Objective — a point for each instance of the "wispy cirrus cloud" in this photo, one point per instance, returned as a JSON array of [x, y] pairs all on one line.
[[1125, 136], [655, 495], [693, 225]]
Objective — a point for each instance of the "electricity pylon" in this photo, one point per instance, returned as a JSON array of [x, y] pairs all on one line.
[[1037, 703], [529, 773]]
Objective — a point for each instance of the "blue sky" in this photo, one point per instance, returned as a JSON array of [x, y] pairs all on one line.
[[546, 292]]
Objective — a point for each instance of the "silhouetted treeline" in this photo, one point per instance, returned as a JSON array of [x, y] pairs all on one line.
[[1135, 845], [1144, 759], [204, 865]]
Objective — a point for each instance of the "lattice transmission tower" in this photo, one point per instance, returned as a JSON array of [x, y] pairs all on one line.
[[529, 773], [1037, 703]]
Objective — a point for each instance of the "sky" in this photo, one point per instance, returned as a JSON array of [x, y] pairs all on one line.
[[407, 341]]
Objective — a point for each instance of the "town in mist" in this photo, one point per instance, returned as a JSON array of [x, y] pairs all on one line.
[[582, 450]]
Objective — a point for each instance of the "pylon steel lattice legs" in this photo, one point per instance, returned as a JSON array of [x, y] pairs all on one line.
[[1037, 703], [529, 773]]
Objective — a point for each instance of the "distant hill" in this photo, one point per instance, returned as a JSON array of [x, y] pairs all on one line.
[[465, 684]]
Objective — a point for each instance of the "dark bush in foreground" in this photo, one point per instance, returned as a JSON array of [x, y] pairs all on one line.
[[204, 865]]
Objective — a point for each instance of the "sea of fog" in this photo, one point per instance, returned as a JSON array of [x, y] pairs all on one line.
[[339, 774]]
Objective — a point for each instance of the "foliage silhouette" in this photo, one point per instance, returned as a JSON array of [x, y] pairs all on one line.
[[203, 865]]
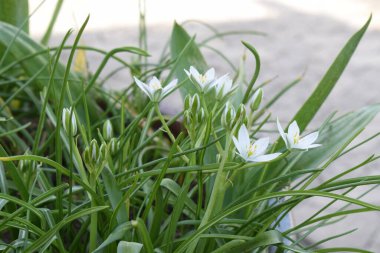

- WHAT THE EXERCISE ASKS
Quote every line of the records above exactly; no picture is to be copied.

- WRITTEN SOLUTION
Objective — a point for each instance of the "wispy cirrus cloud" in this photo, one point per instance, returned as a JSON array of [x, y] pairs all on one line.
[[1125, 136], [655, 495], [693, 225]]
Objective — a point for each instance of the "electricity pylon" in this photo, one point per instance, returned as a JSON array of [x, y] pairs all on one line.
[[1037, 703], [529, 773]]
Objective — a point for each instance of the "blue sky" in this photo, one point per instance, returned as a JSON array of [x, y] pairs all on one line.
[[546, 292]]
Objective — a point for each instance of the "silhouetted treeline" in this photo, one point per instance, returned as a JSON array of [x, y] pairs all on one line.
[[1135, 845], [1144, 759], [204, 865]]
Objective — a point for each instance of the "lattice transmission tower" in this photo, one point per instance, returned as a JSON array of [x, y] pairs all on one line.
[[529, 773], [1037, 703]]
Objective — a point for each instance of the "sky" in this photo, one point per instance, returned as a JSON array of [x, y] pairs all on one line.
[[407, 341]]
Objective — a point for each instance of the "town in mist" in this photo, one point per instance, returned as a JSON array of [x, y] pairs all on one line.
[[582, 450]]
Objective — a point for each instance of the "pylon steel lattice legs" in this photo, one point per instance, returned as a JSON array of [x, y] pairs all on one line.
[[1037, 703], [529, 773]]
Objective — a point for each instance of the "distant hill" in this photo, one point per instance, returned as a JSON array of [x, y] pairs all on one line.
[[465, 684]]
Objective — a point for each instance of the "dark bush in foreground" in this photo, one point per instance, returned as a JSON array of [x, y] pairs all on one line.
[[204, 865]]
Objective — a point for each instance of the "sea of fog" in this photo, one point per instance, returned as a JSON array of [x, y] pairs all on one line.
[[339, 774]]
Objective — a point for each instance of the "foliage silhouette" in this photo, one point per instance, returned as a JSON array of [x, y] pairs all on one line.
[[203, 865]]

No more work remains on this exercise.